> [TASK INSTRUCTIONS] Carry on the commentary on Florida's SB 668 and physician dispensing, starting right after its final sentence.

> [EXCERPT TO READ]
****************************************

What started as an attempt to reign in excessive costs by restricting the extreme markups often employed by dispensing physicians in Florida has turned into a freakishly convoluted mess that hog ties carriers, assures massive physician dispensing profits, and does virtually nothing to solve the problem it set out to fix. In my view, it makes the problem worse.
SB 668, headed to a final approval in the Florida Senate this week, is barely recognizable from its original form, and is a tremendous example of all that can go wrong in the legislative creation process.
The bill started out designed to restrict dispensing physicians, treating patients under workers compensation, to the same wholesale prices followed by pharmacy operations, plus a $4.18 dispensing fee. But as our friend Joe Paduda and others have so ably documented, a huge amount of cash from special interests in the state poured into legislators coffers, changing the landscape on this bill entirely.
In its current, and apparently final form, SB 668 will now:
Establish that the carrier may not refuse to authorize a physician to treat an injured employee solely because the physician is a dispensing practitioner.
Establish that, for purposes of dispensing and filling prescriptions for medicines, the department, employer, or carrier, or an agent or representative of the department, employer, or carrier, may not select the pharmacy, pharmacist, or dispensing practitioner that the claimant must use.

****************************************

Stored records:
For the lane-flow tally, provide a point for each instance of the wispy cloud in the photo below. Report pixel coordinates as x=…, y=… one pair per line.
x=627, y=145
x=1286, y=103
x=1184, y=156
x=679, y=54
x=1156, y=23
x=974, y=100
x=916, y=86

****************************************

> [EXERCISE ANSWER]
Makes no restriction on the price of repackaged or relabeled drugs, but establishes that if a prescription has been repackaged or relabeled, the provider shall give a $15 credit to the insurance carrier or self-insured employer for each prescription that costs more than $25.
(So a drug that sells for $40 from a pharmacy might cost $275 from Dr. Feelgood. But the payer can look forward to that $15 credit!)
It’s kind of like having your mugger give you cab fare home. On the positive side, the victim gets cab fare every time they get mugged.
The bill also establishes a progressive series of fines for an insurance carrier or self-insured employer that improperly denies or delays payment of a valid claim for reimbursement of a prescription medication.
And of course, despite the failure to establish any real savings and ignoring the onerous costs it will create, the bill carries the almost obligatory requirement that carriers reduce their rates 2.5%.
SB 668 will only add layers of paperwork and administrative expenses, while hamstringing payers efforts to control costs, at the same time forcing an unsustainable reduction in rates. It makes no sense, at least not for all of us employers who will eventually be picking up the tab.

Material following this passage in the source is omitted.